**Task statement:**
The full data, repeated exactly, is the only answer needed.

..............................

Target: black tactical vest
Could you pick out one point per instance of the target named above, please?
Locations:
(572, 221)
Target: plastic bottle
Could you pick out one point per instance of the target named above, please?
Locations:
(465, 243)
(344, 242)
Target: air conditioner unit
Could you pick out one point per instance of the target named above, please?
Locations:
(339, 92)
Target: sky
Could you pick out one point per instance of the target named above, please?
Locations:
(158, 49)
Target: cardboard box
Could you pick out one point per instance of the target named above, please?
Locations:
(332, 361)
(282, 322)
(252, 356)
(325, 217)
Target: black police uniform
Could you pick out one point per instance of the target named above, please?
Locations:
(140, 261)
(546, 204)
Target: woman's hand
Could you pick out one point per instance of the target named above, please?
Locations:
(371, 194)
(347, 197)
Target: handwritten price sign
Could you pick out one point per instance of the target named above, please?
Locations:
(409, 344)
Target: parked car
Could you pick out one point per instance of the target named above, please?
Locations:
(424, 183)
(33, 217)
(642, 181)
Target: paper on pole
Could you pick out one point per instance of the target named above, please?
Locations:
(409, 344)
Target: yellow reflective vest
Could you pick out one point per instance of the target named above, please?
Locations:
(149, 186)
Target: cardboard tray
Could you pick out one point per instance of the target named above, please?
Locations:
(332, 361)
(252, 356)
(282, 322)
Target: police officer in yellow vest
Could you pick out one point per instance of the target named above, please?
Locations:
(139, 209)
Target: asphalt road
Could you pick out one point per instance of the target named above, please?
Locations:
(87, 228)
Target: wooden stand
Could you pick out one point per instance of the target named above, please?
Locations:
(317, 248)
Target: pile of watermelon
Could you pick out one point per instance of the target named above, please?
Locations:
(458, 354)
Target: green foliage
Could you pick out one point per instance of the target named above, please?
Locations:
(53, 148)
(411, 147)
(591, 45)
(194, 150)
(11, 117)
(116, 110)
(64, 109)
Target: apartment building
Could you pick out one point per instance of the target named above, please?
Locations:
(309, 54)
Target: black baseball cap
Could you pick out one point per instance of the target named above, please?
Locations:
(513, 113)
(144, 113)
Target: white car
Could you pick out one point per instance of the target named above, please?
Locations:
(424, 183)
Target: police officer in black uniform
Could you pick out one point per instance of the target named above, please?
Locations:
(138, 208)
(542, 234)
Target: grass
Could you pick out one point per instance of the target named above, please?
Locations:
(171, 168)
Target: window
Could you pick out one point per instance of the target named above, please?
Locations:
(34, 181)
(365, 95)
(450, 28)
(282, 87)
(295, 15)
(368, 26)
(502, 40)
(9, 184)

..............................

**Your solution:**
Target: black tactical vest
Could you pick out one point per instance of the target named above, please?
Locations:
(572, 221)
Target: plastic bottle
Could you pick out one point per instance of the target named above, please?
Locations:
(465, 243)
(344, 242)
Target: air conditioner unit
Could you pick out one point per instance of the target named above, please?
Locations:
(339, 92)
Target: sky
Could you pick out one point per instance of the target named above, please?
Locations:
(158, 49)
Target: cardboard box
Could you pick out one point per instance of the target named above, please?
Locations:
(332, 361)
(282, 322)
(252, 356)
(325, 217)
Target: black police uniform
Could you pick out one point per instance of the target named above, please?
Locations:
(140, 261)
(546, 204)
Target: woman's hand
Could you pick out one point per instance of the target named above, please?
Locations:
(371, 194)
(347, 197)
Target: handwritten price sign
Could you pick out one point per instance of the target named above, please?
Locations:
(409, 344)
Target: parked car
Could you pick out one point per instance of the target named above, please?
Locations:
(424, 183)
(33, 217)
(642, 181)
Target: paper on pole
Could you pick out one point per instance of the target named above, please?
Locations:
(409, 344)
Target: yellow reflective vest
Could you pick out one point per instance of the target named above, please?
Locations:
(149, 186)
Target: cardboard tray
Could you pick out one point per instance of the target named above, please?
Locations:
(332, 361)
(252, 356)
(282, 322)
Target: police officer in yellow vest
Could you pick out one point per instance of the target named above, please?
Locations:
(139, 209)
Target: asphalt road
Could you pick out one point per instance of the target named above, please?
Locations:
(87, 228)
Target: wooden stand
Could you pick out one point per instance of the target named above, please?
Locations:
(317, 248)
Target: pile of watermelon
Could you pick out one point per instance of the target named above, please?
Locations:
(458, 354)
Target: green foliage
Could you pick out one point per instance of the target named above, please?
Locations:
(53, 148)
(411, 147)
(591, 45)
(194, 150)
(11, 117)
(116, 110)
(64, 109)
Target: apartment building
Could you pick out one point per instance of the target named above, please?
Locations:
(309, 54)
Target: black baseball cap
Could you pick out one point per instance of the target named above, please?
Locations:
(513, 113)
(144, 113)
Target: white car
Could you pick out one point per instance of the target named above, please?
Locations:
(424, 183)
Target: police officer in black uniform
Could you pick out one point per instance of the target named above, please?
Locations:
(138, 208)
(542, 234)
Target: grass
Could you pick out one point per instance of the target named above, please?
Locations:
(171, 168)
Target: window
Could you pick out one point per instance of the target named above, please?
Locations:
(34, 181)
(365, 95)
(450, 28)
(282, 87)
(295, 15)
(368, 26)
(502, 40)
(9, 184)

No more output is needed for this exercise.